__Set problem__:
Count how many lines below contain the string "goose" and reply with only that number.

__Exercise material__:
>>>>>

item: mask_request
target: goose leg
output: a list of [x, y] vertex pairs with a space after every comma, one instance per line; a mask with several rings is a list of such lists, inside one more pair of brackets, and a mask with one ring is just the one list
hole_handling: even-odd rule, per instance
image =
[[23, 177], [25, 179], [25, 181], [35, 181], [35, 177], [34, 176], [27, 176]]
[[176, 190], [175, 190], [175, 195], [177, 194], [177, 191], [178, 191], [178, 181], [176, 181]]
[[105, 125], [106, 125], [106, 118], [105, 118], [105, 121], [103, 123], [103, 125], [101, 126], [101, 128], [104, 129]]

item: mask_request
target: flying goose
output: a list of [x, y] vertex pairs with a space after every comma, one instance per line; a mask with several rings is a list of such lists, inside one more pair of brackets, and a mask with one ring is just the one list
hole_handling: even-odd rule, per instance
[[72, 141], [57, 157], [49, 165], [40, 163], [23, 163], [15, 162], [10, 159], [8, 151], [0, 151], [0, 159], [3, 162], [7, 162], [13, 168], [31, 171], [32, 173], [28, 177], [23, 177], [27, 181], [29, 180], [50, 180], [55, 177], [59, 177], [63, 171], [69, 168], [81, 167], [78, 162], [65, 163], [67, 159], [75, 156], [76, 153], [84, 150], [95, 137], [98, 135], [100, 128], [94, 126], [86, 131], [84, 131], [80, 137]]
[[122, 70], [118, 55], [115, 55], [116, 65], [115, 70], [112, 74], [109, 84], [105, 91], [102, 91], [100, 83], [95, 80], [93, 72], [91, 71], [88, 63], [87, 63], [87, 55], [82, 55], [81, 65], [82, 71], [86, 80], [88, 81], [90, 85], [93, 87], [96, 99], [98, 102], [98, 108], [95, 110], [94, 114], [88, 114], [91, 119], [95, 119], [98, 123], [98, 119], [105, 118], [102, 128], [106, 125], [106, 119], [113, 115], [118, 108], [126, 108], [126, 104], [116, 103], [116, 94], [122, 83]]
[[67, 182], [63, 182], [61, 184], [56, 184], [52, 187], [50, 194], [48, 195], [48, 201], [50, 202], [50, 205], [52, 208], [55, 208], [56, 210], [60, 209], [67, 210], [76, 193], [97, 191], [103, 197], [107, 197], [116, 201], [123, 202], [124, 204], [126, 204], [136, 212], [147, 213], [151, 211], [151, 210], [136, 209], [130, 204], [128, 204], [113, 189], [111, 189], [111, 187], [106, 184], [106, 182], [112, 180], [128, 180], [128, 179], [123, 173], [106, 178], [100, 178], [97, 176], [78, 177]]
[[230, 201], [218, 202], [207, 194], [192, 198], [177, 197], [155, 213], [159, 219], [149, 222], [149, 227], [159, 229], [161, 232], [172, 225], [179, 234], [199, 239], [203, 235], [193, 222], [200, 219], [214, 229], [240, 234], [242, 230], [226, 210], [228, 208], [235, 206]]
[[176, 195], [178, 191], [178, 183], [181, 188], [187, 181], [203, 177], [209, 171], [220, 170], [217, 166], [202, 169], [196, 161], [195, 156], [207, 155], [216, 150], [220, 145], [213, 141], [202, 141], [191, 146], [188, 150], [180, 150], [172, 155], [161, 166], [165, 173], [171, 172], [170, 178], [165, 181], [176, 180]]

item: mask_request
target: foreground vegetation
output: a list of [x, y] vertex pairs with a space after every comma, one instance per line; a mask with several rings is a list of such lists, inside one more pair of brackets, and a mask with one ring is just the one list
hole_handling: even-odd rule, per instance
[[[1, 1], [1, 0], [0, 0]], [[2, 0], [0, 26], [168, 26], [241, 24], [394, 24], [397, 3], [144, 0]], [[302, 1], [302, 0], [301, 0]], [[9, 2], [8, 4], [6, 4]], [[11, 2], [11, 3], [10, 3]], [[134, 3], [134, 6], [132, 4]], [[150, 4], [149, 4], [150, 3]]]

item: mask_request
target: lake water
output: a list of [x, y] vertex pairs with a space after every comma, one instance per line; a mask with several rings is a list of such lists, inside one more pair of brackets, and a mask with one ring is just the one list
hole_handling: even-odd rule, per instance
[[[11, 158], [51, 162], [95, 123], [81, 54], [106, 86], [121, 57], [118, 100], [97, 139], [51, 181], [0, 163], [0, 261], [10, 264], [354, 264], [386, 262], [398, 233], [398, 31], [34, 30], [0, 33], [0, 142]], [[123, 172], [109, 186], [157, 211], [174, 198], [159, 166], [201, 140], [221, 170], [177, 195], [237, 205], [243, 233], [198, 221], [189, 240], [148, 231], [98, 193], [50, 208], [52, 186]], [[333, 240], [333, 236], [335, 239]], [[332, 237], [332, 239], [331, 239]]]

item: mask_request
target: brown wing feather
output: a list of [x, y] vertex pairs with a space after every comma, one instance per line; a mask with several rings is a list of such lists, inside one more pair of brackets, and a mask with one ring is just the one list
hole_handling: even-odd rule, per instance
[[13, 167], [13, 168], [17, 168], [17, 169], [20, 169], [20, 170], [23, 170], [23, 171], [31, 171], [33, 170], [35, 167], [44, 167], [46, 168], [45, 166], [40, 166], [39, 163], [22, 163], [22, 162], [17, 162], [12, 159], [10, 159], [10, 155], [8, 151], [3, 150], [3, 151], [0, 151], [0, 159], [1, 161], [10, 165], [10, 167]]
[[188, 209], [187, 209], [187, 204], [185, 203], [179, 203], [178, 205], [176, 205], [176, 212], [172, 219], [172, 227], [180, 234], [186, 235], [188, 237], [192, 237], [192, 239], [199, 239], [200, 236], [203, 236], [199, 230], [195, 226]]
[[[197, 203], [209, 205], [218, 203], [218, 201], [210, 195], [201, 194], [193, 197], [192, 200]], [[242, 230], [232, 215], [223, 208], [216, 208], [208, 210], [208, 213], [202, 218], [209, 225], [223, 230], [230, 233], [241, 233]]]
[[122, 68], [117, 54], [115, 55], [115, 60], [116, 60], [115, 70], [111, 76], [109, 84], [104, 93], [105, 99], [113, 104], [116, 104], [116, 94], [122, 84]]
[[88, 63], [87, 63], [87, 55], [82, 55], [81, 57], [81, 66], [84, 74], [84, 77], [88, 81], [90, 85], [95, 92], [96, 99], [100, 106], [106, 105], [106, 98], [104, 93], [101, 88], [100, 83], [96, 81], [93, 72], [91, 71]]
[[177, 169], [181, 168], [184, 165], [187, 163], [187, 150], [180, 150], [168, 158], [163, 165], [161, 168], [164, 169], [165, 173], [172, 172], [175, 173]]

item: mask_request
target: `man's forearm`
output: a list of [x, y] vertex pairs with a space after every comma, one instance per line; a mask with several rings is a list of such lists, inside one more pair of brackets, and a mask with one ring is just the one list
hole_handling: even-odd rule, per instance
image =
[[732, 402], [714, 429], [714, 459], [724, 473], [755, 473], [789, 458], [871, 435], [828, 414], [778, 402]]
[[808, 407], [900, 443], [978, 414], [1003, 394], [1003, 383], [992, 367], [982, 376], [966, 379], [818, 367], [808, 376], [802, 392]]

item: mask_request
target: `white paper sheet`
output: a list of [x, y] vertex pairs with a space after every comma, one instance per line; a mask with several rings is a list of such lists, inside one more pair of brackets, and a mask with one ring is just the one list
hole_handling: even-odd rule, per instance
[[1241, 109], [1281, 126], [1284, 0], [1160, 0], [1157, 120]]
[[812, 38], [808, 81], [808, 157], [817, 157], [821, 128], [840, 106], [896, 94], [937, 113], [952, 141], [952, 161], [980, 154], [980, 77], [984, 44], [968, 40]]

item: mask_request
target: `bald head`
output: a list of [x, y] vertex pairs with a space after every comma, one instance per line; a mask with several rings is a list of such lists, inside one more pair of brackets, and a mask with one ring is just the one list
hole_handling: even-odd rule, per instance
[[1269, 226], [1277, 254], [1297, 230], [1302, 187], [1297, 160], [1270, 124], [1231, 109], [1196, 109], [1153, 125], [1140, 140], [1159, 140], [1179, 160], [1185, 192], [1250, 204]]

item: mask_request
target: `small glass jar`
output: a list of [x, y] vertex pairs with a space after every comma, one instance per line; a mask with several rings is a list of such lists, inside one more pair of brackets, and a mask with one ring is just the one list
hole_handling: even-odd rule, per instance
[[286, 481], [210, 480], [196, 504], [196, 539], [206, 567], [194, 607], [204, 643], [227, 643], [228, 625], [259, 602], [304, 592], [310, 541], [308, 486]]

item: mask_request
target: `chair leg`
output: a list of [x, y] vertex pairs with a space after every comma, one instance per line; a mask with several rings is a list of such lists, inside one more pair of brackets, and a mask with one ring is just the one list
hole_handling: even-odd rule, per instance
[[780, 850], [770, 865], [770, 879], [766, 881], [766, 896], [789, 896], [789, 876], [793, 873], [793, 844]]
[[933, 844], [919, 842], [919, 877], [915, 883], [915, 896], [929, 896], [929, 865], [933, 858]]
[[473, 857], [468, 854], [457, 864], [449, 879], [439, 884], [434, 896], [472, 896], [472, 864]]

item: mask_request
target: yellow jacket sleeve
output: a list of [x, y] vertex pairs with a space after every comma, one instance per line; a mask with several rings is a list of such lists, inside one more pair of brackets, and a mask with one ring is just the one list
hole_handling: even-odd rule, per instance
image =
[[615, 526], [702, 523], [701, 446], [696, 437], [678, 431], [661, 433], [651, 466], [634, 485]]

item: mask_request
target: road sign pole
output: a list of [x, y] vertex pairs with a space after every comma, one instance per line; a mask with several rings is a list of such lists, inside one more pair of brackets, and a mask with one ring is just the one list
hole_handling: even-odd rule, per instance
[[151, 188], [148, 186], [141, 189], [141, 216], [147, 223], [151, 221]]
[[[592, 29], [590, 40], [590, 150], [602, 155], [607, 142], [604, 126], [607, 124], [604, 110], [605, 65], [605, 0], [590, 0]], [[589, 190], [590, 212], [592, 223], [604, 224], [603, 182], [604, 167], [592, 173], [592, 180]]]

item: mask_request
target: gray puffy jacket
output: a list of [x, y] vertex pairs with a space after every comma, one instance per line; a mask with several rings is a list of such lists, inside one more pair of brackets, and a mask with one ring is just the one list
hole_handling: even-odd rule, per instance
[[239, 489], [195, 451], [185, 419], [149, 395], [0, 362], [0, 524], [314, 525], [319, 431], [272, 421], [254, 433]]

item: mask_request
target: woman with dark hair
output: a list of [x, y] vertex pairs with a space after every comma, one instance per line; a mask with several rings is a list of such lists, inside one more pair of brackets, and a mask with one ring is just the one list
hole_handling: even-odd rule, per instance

<<<<<

__Written answer__:
2